■ Exercise description ■
Carry on the article about Ben Schmidt's Anachronism Machine, beginning right after its final question.

■ Extract ■
►
Ben Schmidt's Downton Crabbey

Assistant history professor Ben Schmidt has garnered a hefty amount of publicity in the last few months—from The Atlantic, The New Yorker, PBS—with a quirky invention he has dubbed the Anachronism Machine.

The “machine” is a computer program that harnesses the power of Big Data to find time-period gaffes in movie and television scripts. So when Mary Lincoln complains about a rival’s “prosecutorial” attitude in the Academy Award-winning movie Lincoln, the machine flags it as a major gaffe. 

The word “prosecutorial,” you see, wasn’t popularized until 110 years later, during the Watergate hearings.

How does the Anachronism Machine know this?
◄
■ Material ■
►
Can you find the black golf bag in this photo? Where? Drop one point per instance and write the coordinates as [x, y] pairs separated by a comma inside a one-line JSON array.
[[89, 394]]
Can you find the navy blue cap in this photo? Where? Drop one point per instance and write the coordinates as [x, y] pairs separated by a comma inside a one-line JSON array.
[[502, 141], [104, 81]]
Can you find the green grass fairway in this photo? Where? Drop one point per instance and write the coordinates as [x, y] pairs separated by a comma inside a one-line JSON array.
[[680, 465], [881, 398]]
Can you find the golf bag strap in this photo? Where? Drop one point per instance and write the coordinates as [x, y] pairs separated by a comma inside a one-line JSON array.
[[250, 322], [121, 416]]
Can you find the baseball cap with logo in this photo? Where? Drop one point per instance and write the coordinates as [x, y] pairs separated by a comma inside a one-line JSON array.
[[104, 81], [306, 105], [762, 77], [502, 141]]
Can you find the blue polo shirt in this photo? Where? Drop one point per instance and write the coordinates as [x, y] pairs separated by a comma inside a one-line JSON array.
◄
■ Reply ■
Because Schmidt has loaded his program with millions of books, magazines, and newspaper articles that date back centuries; these primary sources have been digitized over the past decade. When Schmidt feeds the machine a script, it flags any words or phrases that don’t, or rarely, appear during the time period in question. But if the machine flags many false positives, Schmidt then conducts a little old-fashioned research of his own. Working together, man and machine can attain a level of historical accuracy that would have been impossible just five years ago.

So far, the duo—Schmidt and his computer—have worked as consultants for the CBS series Vegas, and the Showtime series The Masters of Sex. Schmidt also maintains a blog, where he identifies the historical inaccuracies pumped out by Hollywood. 

For example, in the TV drama Mad Men, a character refers to “the military industrial complex” in 1960, even though the phrase wasn’t coined until 1961 by President Eisenhower in his farewell address. A character in the World War II drama Foyle’s War, says the war has “escalated,” even though usage of that verb didn’t “escalate” until the Vietnam era.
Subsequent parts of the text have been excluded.